— Start of Passage given —
When the objective function \( f\left( x \right) \) is nonconvex, problem (1) is often hard to solve. Therefore, in the mathematical programming community, local optimum \( \hat{x} \) satisfied

$$ f\left( {\hat{x}} \right) \le f\left( x \right),\,\,\,\forall x \in B_{\delta } \left( {\hat{x}} \right) $$
(2)

is often seeked, where \( B_{\delta } \left( {\hat{x}} \right) \) is a neighborhood of \( \hat{x} \). The gradient information of \( f\left( x \right) \) is helpful in algorithm design and mathematical analysis. However, in the evolutionary computation community and the global optimization community, global optimum \( x^{*} \) satisfied

$$ f\left( {x^{*} } \right) \le f\left( x \right),\,\,\,\forall x \in\Omega $$
(3)

is investigated. Global optimization is often harder than local optimization, one reason is that there is no information which guides to \( x^{*} \) mathematically.

Therefore, it is necessary to compare optimization algorithms’ performance numerically. Firstly, there are many optimization algorithms, and which one is the “best” on some specified functions is often unclear. Numerical comparison can bring helpful insight. Secondly, there is no suitable mathematical convergence for global optimization algorithms, and numerical comparison is the only way to show their efficiency.

Extensive studies have been done on how to compare optimization algorithms numerically, especially on the design of test problems and the development of data analysis methods. Numerous test problems including many sets of benchmark functions [1,2,3,4] and hundreds of practical test problems [5,6,7] have been designed or modeled for numerical comparison of optimization algorithms.

Furthermore, many methods for analyzing experimental data are developed. For instance, the popular performance profiles [8, 9] and data profiles [10, 11] for comparing deterministic optimization algorithms. More methods are developed for comparing stochastic optimization algorithms, e.g., calculating means and standard deviations [12, 13], displaying the history of the found best function values [14, 15], applying statistical inferences [16, 17], employing empirical distribution functions [18,19,20], and visualizing confidence intervals [18, 19].

However, there are few literatures discuss the selection of comparison strategy, which relates to but is different from the analysis method. When analyze empirical data, if there are only two optimization algorithms, then comparison strategy is unnecessary. However, when algorithms exceed two, there are two basic comparison strategies, namely “C2” strategy and “C2+” strategy. In this paper, “C2” strategy means to compare two algorithms at every match and repeats several matches to obtain an aggregated ranking [12,13,14,15,16,17]. On the contrary, “C2+” strategy means to rank all algorithms through one or few grand matches [2, 8,9,10,11, 18, 19]. In other words, the main difference between “C2” and “C2+” is how many algorithms are compared in each match: two for “C2” while more than two for “C2+”.

In this paper, we dedicate to answer the following questions: What is the difference between the ranking results when employing the “C2” or “C2+” strategy? are the ranking results compatible? These questions are well known in the community of political elections and some other social science [21,22,23]. However, they are unfamiliar in the numerical optimization community, especially the evolutionary computation community.
— End of Passage given —
# Required work
**A.** Transcribe the passage on comparing optimization algorithms between "Therefore, it is" and "of optimization algorithms.", inclusive.
**B.** Extend the passage on comparing optimization algorithms, picking up right after its final sentence.
The entries come from a separate, unrelated source.
— Start of Extracted material —
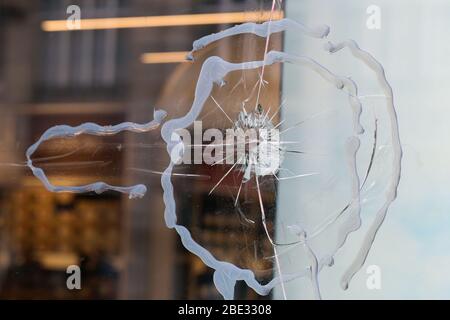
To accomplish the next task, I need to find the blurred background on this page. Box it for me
[0,0,281,299]
[0,0,450,299]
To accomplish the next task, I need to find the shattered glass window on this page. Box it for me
[0,0,448,299]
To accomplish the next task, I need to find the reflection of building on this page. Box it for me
[0,0,282,298]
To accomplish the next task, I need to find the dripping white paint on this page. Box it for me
[26,19,402,298]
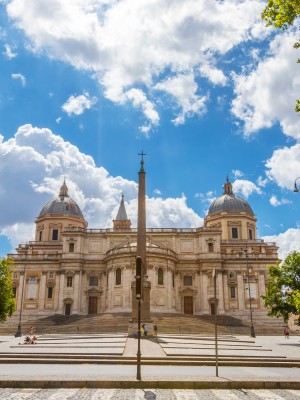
— End of Extracted material —
# Solved problems
**A.**
Therefore, it is necessary to compare optimization algorithms’ performance numerically. Firstly, there are many optimization algorithms, and which one is the “best” on some specified functions is often unclear. Numerical comparison can bring helpful insight. Secondly, there is no suitable mathematical convergence for global optimization algorithms, and numerical comparison is the only way to show their efficiency.

Extensive studies have been done on how to compare optimization algorithms numerically, especially on the design of test problems and the development of data analysis methods. Numerous test problems including many sets of benchmark functions [1,2,3,4] and hundreds of practical test problems [5,6,7] have been designed or modeled for numerical comparison of optimization algorithms.

**B.**
Through considering the properties and conditions of numerical comparison of optimization algorithms, we will show that the results of “C2” and “C2+” strategy may be different and even incompatible. Specifically, two paradoxes are shown to be possible and their probabilities are calculated to determine the extent of incompatibility.

The rest of this paper is organized as follows. In next Section, the “C2” strategy and the “C2+” strategy are modeled mathematically for convenient analysis. Based on the model, possible paradoxes are deduced in Sect. 3, and probabilities of paradoxes are calculated in Sect. 4. Finally, some conclusions are summarized in Sect. 5.

2 Model the Comparison Strategies

In this section, we describe and model mathematically both the “C2” and the “C2+” strategies.

2.1 The “C2” Strategy

Under this strategy, the whole comparison is divided into several matches (sub-comparisons), and only two algorithms are considered in each match. There are two popular applications of the “C2” strategy, namely the one-play-all comparison and the all-play-all comparison.

One-Play-All Comparison.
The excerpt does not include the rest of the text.